THE TASK
Line by line, repeat the material below without any deviation.

Content starts

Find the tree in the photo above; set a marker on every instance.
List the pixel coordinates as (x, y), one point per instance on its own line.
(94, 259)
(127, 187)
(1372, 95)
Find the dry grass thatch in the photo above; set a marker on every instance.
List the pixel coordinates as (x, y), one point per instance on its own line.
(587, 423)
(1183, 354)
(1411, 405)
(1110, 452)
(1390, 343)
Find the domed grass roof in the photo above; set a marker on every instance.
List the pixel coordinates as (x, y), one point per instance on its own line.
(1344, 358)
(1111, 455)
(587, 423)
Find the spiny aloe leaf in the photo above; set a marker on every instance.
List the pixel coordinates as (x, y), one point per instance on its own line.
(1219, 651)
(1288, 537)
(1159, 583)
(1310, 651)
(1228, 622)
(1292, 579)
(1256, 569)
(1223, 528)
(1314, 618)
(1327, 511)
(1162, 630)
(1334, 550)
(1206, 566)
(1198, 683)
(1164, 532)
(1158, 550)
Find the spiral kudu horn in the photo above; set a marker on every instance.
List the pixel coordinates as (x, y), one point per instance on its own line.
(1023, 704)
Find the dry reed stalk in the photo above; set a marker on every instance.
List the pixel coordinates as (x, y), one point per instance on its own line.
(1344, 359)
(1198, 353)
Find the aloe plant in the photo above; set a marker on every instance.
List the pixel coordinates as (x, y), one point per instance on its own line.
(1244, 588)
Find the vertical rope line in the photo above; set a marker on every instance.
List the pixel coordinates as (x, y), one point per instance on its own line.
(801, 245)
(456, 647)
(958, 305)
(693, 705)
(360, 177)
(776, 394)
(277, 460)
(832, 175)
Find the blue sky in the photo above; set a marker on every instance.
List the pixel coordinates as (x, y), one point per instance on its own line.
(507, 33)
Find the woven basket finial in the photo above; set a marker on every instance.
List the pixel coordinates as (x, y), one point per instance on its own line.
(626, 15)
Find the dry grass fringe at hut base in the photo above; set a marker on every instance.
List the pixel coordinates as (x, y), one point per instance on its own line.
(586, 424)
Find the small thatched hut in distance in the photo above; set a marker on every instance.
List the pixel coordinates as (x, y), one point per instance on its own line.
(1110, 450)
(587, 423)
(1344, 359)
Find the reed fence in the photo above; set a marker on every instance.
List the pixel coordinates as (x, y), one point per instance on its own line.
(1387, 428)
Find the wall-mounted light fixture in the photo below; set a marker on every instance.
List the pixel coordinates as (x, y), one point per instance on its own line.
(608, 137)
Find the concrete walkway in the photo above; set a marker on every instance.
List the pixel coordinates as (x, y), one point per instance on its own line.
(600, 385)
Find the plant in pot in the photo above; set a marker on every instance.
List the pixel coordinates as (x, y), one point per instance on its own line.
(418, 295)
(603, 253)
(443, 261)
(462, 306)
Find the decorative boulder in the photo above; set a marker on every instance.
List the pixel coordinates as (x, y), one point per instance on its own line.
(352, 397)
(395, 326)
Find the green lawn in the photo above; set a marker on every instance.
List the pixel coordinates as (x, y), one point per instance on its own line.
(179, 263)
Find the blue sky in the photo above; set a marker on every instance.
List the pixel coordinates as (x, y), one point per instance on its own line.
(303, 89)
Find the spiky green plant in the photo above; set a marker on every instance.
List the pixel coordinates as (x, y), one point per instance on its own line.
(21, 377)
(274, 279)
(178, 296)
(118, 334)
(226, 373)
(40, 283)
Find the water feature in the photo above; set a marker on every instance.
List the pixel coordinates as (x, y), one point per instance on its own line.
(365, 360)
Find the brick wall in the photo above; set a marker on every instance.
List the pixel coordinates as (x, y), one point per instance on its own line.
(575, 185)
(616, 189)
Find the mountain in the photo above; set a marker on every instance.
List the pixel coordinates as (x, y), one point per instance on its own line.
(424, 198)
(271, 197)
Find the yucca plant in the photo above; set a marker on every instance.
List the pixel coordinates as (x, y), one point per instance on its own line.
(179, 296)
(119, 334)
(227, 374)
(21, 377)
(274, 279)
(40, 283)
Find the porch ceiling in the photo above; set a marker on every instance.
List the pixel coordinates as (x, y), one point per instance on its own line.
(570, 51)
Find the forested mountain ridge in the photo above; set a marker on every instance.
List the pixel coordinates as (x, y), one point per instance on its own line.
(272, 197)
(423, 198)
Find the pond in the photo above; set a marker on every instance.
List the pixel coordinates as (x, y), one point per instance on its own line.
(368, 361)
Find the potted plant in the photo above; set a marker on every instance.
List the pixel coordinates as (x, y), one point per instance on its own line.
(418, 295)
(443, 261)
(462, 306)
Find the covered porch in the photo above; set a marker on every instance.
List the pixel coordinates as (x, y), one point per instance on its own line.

Content ends

ANSWER BELOW
Find the tree in the photo above; set a marker on every instance.
List the pixel coordinates as (x, y), one point per instance on its own line.
(94, 259)
(127, 187)
(1372, 95)
Find the dry grass thatch in the photo above; set a marker on every instance.
List the pixel coordinates as (x, y), one point per instance on its own line.
(587, 423)
(1183, 354)
(1411, 405)
(1110, 452)
(1390, 343)
Find the domed grass roof in the photo above; set a marker on every instance.
List the pixel coordinates as (x, y), one point per instance on its own line.
(1344, 358)
(1111, 455)
(587, 423)
Find the spiny aloe leaf in the photo above; set a marker on every instance.
List the pixel coordinates as (x, y), one point per instance on its own line.
(1219, 651)
(1288, 537)
(1159, 583)
(1310, 651)
(1228, 622)
(1292, 579)
(1256, 569)
(1223, 528)
(1314, 618)
(1327, 511)
(1162, 630)
(1334, 550)
(1206, 566)
(1198, 683)
(1164, 532)
(1158, 550)
Find the spiral kudu horn in the photo above; set a marker on every instance.
List the pixel coordinates as (x, y), one point per instance on its own line.
(1023, 704)
Find the dry reed stalk in the photo above; set a marker on every instance.
List the pixel coordinates as (x, y), one point per instance on its own line.
(1344, 359)
(1198, 353)
Find the aloe plant in the photo above; set a marker on every instance.
List the pixel coordinates as (x, y), one point per instance on its own line.
(1244, 588)
Find the vertical rope line in the photo above; set a marker on every instance.
List the pixel coordinates as (x, y), one point per instance on its own line.
(801, 245)
(456, 647)
(958, 305)
(693, 705)
(360, 177)
(776, 394)
(277, 460)
(832, 175)
Find the blue sky in the photo above; set a marker on every instance.
List the pixel coordinates as (x, y), one point per instance on its own line.
(507, 33)
Find the woven basket finial in the photo above; set a marker on every instance.
List the pixel coordinates as (x, y), one point per instance on its own line.
(626, 15)
Find the dry grass fringe at hut base in the photo above; set a marker on every instance.
List the pixel coordinates as (x, y), one point per instance on its own line.
(586, 424)
Find the small thatched hut in distance in the photo above; set a marker on every instance.
List the pixel coordinates as (x, y), one point per instance on its own line.
(1110, 450)
(587, 423)
(1344, 359)
Find the reed fence in the photo above; set a marker on every instance.
List the pixel coordinates as (x, y), one point per instance on its own line.
(1387, 428)
Find the wall-mounted light fixture in the photo below; set a marker on every instance.
List the pixel coordinates as (x, y), one point per instance on its own line.
(608, 137)
Find the concrete walkway in the photo above; set a marker on every instance.
List the pixel coordinates as (x, y), one point per instance on its own line.
(600, 385)
Find the plant in pot in the photo above; set a marker on every instance.
List the pixel coordinates as (x, y), one point per instance on its own line.
(418, 295)
(603, 253)
(443, 261)
(462, 306)
Find the decorative boulder in the photo above; set a marker on every instance.
List the pixel coordinates as (x, y), one point per instance on its own line.
(352, 397)
(395, 326)
Find the green lawn in the photo above; set a marker on every instance.
List the pixel coordinates as (x, y), one point per instance on its own line.
(179, 263)
Find the blue sky in the photo above; set a marker on every instance.
List the pixel coordinates as (x, y), one point per instance on its own line.
(303, 89)
Find the spiky green plant in the photo above; set a marker on every instance.
List the pixel coordinates as (x, y), one point per instance on its own line.
(21, 377)
(274, 279)
(178, 296)
(118, 334)
(226, 373)
(40, 283)
Find the water feature in the photo above; set a marker on every instance.
List the pixel coordinates as (x, y), one point per instance on its own line.
(365, 360)
Find the brick wall in the photo above; set a marker on every instance.
List the pixel coordinates as (x, y), one point per instance on its own line.
(575, 185)
(616, 189)
Find the mountain in the photo above; set a marker on every instance.
List the pixel coordinates as (x, y), one point per instance on its own line.
(424, 198)
(271, 197)
Find the yucca plant in the photo above; set a marker on every instance.
List the pixel coordinates as (x, y), one point per instance on its own line.
(179, 296)
(119, 334)
(227, 374)
(21, 377)
(274, 279)
(40, 283)
Find the porch ceiling in the photo above; set a marker on every instance.
List the pixel coordinates as (x, y), one point per instance on its own line.
(570, 51)
Find the forested mountain ridge in the photo above; set a marker on every instance.
List the pixel coordinates as (x, y), one point per instance on its own line.
(272, 197)
(423, 198)
Find the pond in the photo above; set a marker on every instance.
List the pixel coordinates as (x, y), one point per instance on its own line.
(368, 361)
Find the potted plant in the photo above; set a marker on every instance.
List the pixel coordinates as (x, y), one point per instance on its own line.
(418, 295)
(443, 261)
(462, 306)
Find the covered porch in the photo above; set a marker on every instance.
List the pixel coordinates as (x, y), one point per instance on its own line.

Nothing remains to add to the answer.